Within these entries, which lines include the string "from"? Copy each one.

BEGIN Source data

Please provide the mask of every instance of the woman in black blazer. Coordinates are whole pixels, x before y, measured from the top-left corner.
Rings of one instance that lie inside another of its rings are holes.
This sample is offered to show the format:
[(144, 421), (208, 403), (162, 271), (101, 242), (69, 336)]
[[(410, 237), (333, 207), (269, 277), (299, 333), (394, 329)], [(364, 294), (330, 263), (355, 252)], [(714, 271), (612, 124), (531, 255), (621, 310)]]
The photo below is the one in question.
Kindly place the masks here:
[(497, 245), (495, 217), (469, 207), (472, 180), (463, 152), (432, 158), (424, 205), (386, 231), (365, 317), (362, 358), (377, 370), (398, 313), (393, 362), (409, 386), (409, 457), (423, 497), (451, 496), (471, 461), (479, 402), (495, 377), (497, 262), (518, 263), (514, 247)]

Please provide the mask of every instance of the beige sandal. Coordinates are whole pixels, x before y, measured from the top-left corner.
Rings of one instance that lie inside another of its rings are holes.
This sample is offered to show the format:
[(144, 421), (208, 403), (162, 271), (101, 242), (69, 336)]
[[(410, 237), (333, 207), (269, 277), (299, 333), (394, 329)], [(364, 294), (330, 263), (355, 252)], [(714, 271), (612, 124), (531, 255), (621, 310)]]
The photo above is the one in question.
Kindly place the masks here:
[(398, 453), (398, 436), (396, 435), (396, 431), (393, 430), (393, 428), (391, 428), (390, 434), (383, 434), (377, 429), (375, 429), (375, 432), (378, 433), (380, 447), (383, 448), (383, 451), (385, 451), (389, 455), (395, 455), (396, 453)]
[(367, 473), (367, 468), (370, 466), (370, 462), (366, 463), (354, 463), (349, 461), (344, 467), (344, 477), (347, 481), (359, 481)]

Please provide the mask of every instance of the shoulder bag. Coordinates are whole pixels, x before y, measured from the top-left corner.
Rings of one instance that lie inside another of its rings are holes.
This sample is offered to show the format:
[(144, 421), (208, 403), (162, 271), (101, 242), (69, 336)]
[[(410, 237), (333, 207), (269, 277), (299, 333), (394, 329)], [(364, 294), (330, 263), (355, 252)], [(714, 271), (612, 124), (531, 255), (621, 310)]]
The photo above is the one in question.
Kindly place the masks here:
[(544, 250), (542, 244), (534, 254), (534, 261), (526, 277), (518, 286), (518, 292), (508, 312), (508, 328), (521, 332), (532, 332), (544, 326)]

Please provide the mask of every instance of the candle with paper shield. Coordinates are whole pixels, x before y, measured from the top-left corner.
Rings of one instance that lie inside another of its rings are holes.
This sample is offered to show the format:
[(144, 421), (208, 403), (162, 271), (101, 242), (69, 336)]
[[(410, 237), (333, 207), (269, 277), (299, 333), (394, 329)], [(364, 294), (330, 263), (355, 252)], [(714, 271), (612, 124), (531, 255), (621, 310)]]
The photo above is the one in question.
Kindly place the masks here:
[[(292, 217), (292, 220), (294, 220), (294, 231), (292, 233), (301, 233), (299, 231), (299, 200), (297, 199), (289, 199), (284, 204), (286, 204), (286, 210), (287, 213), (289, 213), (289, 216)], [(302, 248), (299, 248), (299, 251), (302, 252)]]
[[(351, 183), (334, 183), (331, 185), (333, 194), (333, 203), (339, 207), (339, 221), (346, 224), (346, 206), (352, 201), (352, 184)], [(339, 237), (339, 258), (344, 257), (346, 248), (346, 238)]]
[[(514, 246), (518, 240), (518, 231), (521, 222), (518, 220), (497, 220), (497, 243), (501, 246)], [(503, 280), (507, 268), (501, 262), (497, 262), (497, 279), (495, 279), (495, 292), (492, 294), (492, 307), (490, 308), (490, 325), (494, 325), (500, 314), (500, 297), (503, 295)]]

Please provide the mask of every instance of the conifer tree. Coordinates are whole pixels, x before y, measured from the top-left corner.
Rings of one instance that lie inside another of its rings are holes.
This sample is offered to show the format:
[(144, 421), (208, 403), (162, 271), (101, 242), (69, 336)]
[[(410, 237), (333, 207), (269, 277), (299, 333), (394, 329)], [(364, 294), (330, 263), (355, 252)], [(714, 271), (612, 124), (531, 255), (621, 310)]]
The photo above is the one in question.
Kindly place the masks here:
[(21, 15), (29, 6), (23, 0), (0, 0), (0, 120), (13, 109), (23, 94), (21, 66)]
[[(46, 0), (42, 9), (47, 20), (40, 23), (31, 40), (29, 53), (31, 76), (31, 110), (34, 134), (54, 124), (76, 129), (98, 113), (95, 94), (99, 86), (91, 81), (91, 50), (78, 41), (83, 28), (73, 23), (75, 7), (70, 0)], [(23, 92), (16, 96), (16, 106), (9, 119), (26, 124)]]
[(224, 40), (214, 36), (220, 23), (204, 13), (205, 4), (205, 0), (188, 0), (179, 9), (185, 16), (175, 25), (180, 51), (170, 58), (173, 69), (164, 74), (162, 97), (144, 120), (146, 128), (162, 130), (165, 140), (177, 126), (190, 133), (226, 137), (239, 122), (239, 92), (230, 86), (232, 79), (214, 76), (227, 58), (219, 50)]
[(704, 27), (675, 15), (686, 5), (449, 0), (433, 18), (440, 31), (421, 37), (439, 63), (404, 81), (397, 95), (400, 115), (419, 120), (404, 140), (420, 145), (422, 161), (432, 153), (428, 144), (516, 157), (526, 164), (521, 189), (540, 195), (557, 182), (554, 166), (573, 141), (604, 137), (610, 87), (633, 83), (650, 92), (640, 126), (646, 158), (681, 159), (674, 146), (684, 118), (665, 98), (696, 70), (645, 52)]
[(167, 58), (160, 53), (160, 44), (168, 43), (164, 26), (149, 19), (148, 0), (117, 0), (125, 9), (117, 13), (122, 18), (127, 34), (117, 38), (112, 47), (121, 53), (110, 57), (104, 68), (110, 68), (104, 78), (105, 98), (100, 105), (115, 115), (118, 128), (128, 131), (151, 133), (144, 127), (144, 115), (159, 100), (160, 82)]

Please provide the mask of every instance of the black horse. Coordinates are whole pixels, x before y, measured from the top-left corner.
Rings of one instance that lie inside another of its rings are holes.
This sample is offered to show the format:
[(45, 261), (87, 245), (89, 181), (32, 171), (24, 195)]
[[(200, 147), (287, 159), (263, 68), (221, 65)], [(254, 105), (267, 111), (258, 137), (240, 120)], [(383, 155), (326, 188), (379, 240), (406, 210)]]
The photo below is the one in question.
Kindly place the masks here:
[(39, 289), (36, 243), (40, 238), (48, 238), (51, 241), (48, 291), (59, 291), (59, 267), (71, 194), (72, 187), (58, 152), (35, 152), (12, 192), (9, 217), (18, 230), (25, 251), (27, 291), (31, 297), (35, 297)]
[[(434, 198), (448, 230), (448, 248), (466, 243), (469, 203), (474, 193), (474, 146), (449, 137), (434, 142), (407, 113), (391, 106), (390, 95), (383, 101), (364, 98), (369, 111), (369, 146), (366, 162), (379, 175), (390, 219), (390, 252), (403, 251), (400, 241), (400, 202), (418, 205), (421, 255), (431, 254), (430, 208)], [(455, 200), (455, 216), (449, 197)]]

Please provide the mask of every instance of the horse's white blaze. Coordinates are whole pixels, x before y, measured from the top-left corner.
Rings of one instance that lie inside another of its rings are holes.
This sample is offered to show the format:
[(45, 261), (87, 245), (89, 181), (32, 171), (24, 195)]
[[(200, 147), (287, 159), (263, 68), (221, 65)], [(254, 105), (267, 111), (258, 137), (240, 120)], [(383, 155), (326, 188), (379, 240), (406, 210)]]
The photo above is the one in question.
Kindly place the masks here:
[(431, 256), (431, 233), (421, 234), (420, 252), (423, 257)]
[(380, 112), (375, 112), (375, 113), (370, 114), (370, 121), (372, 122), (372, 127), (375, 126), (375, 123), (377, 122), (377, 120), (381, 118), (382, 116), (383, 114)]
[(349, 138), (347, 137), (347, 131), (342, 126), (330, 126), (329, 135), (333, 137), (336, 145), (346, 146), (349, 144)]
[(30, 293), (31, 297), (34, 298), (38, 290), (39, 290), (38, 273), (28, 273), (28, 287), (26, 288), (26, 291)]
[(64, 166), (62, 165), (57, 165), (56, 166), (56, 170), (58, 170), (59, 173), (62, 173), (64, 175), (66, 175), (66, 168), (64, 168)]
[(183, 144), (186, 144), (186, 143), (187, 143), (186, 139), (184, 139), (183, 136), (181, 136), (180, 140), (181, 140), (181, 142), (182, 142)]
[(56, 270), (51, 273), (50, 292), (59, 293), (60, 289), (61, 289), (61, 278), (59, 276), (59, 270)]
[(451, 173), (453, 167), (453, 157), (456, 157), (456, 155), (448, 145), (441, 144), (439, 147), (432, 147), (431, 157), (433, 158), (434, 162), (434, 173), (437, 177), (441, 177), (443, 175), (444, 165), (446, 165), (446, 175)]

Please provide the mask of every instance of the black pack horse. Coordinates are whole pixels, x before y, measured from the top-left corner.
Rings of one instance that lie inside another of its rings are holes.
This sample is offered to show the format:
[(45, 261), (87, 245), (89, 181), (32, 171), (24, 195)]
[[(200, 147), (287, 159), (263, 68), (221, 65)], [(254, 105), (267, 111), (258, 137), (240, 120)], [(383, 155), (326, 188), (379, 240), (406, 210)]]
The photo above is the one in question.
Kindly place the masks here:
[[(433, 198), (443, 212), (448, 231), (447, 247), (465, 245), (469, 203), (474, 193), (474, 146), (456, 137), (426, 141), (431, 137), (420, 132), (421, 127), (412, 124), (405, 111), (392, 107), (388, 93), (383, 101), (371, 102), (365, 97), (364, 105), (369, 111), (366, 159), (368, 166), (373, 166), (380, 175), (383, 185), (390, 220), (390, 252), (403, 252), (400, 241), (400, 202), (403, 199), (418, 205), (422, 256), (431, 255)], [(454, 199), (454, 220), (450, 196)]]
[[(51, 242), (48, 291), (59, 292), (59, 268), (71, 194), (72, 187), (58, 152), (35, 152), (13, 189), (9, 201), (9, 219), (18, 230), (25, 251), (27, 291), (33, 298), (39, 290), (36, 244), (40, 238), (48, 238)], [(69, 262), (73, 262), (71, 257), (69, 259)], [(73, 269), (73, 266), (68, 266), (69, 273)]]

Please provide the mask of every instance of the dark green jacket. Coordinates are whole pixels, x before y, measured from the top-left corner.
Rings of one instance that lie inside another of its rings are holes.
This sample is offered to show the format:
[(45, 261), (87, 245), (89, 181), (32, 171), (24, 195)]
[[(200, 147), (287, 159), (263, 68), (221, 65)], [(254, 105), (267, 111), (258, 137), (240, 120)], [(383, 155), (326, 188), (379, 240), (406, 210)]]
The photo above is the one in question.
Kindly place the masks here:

END Source data

_Solved problem:_
Please provide the mask of every instance of the woman in black blazer. Coordinates are whole pixels, x before y, measured from the top-left corner.
Please provide the mask of every instance of the beige sandal. Coordinates are whole pixels, x before y, measured from the top-left corner.
Please provide the mask of every instance of the shoulder bag. Coordinates are whole pixels, x before y, measured from the top-left corner.
Please provide the mask of every instance of the candle with paper shield. Coordinates are whole pixels, x before y, measured from the top-left corner.
Please provide the mask of every instance of the conifer tree. Coordinates are whole pixels, x before y, measured from the top-left corner.
Please provide the mask of every instance of the black horse. Coordinates are whole pixels, x before y, measured from the top-left corner.
Please provide the mask of every instance of the horse's white blaze. Coordinates are whole pixels, x before y, measured from the top-left corner.
Please provide the mask of every instance of the black pack horse. Coordinates are whole pixels, x before y, measured from the top-left corner.
Please provide the mask of every instance of the dark green jacket. Coordinates are whole pixels, x before y, measured from the top-left corner.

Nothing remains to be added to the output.